**Textauszug:**
+ + + + +

Chwitscha Kwarazchelia. So langsam kommt der Name flüssig. Aber sein Spitzname geht Westeuropäern immer noch leichter über die Zunge: Kwaradona.
Der 23-Jährige mit einem Marktwert von 80 Millionen Euro war in der Saison 2022/23 einer der Schlüsselspieler bei der SSC Napoli, die zum ersten Meistertitel seit den Zeiten von Diego Maradona stürmte. Im Nationalteam ist Kwarazchelia der grosse Star, seit 2020 wurde er vier Mal in Folge zu Georgiens Fussballer des Jahres gewählt.
Wer sich mit Georgiern beschäftigt, dem fällt eher früher als später auf, dass viele Nachnamen mit «-schwili» enden. Im EM-Kader tauchen neun solche Spieler auf. Des Rätsels Lösung: Der Begriff steht für «Kind» – Giorgi Mamardaschwili, der Torhüter des FC Valencia, ist also das Kind von Mamarda. Die Namen sechs weiterer Spieler enden auf «-dse» («Sohn»).
Eine meiner liebsten Fussball-Anekdoten hat damit zu tun. Als beim SC Freiburg einst Georgier wie Aleksandre Iaschwili oder Lewan Kobiaschwili für Furore sorgten, ergänzten die Fans die Namen aller Spieler beim Rufen der Startaufstellung mit einem «Willi». Und so wurde aus dem Deutschen Tobias Willi … richtig: Tobias Willi-Willi. Das blieb in Erinnerung, wie er einmal schilderte: «Als ich zum MSV Duisburg wechselte, fragte mich dort mal ein Fan, ob ich Deutsch könnte. Der dachte, ich bin Georgier.»
Wurde er eigentlich wegen seines Vornamens verpflichtet? Natürlich nicht – aber der passt perfekt. Willy Sagnol gewann als Verteidiger mit Bayern München die Champions League und wurde 2006 mit Frankreich Vize-Weltmeister. Der mittlerweile 48-Jährige übernahm Georgien im Februar 2021.

+ + + + +

[Einträge zur Bounding-Box-Beschriftung]
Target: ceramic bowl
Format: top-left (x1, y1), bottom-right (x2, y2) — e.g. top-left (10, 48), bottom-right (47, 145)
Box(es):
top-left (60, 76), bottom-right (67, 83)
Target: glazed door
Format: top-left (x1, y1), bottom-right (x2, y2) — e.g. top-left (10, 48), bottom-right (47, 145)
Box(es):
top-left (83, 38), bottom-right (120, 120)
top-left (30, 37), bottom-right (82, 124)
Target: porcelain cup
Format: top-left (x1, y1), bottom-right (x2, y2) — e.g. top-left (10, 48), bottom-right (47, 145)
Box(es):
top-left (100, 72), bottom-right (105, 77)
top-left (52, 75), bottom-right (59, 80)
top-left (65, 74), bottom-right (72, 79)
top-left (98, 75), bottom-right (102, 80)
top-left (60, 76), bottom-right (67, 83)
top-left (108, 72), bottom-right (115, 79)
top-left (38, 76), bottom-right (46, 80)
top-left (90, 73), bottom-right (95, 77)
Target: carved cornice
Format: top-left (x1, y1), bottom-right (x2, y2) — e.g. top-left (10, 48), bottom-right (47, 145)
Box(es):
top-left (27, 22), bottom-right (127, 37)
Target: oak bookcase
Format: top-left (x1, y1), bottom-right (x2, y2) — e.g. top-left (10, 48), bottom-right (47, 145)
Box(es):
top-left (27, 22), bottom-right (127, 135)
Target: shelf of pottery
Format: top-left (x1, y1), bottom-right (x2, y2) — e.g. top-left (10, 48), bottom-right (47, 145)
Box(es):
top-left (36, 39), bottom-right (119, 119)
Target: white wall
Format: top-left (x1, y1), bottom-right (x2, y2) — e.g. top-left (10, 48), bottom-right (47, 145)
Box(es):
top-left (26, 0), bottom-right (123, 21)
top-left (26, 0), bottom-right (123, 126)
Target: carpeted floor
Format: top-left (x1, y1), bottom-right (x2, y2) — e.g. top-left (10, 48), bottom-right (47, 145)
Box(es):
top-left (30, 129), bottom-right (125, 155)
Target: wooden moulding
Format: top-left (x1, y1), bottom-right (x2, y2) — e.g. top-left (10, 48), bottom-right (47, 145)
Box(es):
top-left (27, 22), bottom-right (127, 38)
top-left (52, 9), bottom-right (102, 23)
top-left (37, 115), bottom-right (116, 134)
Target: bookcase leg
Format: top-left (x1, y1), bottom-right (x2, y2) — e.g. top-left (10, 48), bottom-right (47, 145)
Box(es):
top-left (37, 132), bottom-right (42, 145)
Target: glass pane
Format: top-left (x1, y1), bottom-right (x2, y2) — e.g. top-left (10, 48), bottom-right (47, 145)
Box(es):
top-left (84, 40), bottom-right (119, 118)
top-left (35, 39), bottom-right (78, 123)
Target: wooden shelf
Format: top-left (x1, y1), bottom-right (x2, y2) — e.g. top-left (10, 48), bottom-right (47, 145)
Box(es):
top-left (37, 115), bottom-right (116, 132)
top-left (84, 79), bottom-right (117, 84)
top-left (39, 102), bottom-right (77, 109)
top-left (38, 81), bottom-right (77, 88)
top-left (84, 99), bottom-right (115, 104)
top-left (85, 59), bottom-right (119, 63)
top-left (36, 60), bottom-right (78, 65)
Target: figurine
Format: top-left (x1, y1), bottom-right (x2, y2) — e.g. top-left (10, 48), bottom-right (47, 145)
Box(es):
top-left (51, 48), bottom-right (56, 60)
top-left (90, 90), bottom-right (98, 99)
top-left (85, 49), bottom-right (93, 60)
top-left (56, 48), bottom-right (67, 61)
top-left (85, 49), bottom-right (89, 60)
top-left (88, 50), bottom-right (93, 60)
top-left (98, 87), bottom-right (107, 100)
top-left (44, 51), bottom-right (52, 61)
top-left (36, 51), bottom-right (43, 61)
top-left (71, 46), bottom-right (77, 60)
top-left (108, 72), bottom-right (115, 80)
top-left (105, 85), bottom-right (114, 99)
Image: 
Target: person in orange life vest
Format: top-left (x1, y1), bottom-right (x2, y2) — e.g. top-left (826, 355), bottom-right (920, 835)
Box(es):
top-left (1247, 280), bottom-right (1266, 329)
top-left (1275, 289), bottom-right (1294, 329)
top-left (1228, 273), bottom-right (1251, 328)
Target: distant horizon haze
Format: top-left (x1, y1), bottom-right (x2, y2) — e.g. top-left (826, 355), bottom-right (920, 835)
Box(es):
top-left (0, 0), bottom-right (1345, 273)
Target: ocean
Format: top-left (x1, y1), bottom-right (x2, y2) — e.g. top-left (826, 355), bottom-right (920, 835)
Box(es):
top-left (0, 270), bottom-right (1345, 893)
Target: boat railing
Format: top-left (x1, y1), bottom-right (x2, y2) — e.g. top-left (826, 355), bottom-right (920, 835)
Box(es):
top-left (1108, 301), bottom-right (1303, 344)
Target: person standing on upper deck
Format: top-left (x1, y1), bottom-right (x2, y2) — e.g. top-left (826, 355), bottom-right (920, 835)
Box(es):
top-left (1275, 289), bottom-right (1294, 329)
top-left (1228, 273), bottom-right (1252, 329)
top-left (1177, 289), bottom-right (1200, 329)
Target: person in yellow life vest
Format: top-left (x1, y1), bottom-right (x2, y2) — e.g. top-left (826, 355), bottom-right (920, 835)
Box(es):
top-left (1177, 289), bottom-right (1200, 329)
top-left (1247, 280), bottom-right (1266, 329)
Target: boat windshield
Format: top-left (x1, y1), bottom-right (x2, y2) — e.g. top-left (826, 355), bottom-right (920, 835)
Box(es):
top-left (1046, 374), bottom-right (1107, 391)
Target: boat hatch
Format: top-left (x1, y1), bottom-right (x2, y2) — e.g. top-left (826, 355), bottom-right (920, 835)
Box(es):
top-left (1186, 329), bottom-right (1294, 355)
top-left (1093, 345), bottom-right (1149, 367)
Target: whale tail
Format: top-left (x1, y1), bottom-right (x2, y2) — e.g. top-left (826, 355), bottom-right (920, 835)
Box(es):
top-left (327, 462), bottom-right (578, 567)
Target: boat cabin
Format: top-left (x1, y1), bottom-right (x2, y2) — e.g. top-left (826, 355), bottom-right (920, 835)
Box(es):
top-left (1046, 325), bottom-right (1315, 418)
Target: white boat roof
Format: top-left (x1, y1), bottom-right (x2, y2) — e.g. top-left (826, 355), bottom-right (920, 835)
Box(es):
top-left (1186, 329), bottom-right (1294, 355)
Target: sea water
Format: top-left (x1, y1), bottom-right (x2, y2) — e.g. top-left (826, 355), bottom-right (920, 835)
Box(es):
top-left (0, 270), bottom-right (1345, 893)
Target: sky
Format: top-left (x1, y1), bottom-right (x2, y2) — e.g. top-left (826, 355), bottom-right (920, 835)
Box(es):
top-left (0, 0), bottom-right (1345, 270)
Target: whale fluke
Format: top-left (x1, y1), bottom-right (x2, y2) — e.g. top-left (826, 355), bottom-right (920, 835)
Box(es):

+ + + + +

**Aufgabe A:** Nenne sämtliche Vereine, die im Text über Georgiens Nationalteam vorkommen, in der Reihenfolge ihres Auftretens.
**Aufgabe B:** Gib aus dem Text über Georgiens Nationalteam den Abschnitt von „Wurde er eigentlich“ bis einschließlich „im Februar 2021.“ wortgetreu wieder.
**Aufgabe C:** Führe den Text über Georgiens Nationalteam im Anschluss an seinen letzten Satz weiter.

**Schriftliche Antwort A:** SSC Napoli, FC Valencia, SC Freiburg, MSV Duisburg, Bayern München

**Schriftliche Antwort B:**
Wurde er eigentlich wegen seines Vornamens verpflichtet? Natürlich nicht – aber der passt perfekt. Willy Sagnol gewann als Verteidiger mit Bayern München die Champions League und wurde 2006 mit Frankreich Vize-Weltmeister. Der mittlerweile 48-Jährige übernahm Georgien im Februar 2021.

**Schriftliche Antwort C:**
Der Start war holprig: Von den ersten neun Partien unter Sagnol gewann das Team nur eine. Aber seine Chefs stützten die Pläne des Trainers, der einen Umbau vorantrieb und vielen jungen Akteuren eine Chance gab. Dass Georgien der Underdog in der Gruppe mit Portugal, Tschechien und dem Auftaktgegner Türkei ist, stellt «Sagnolwili» nicht in Abrede: «Wir sind so etwas wie der Joker, der irgendwie unbemerkt in dieses Turnier gerutscht ist. Sicher ist, dass wir niemals aufgeben und alles geben werden.»
Von Iaschwili und Kobiaschwili war schon die Rede. Die beiden einstigen Bundesliga-Spieler, die schon als Kinder befreundet waren, führen heute den georgischen Fussballverband. Lewan Kobiaschwili ist seit 2015 dessen Präsident, Aleksandre Iaschwili ist Vize.
«Als Spieler war es mein grosser Traum, für mein Land bei einem grossen Turnier dabei zu sein», verriet Kobiaschwili. Es blieb beim Traum, aber die Compagnons machten alles, damit ihre Nachfolger ihn sich erfüllen können. Sie stellten die Strukturen im Verband auf den Kopf und bauten Akademien für den Nachwuchs.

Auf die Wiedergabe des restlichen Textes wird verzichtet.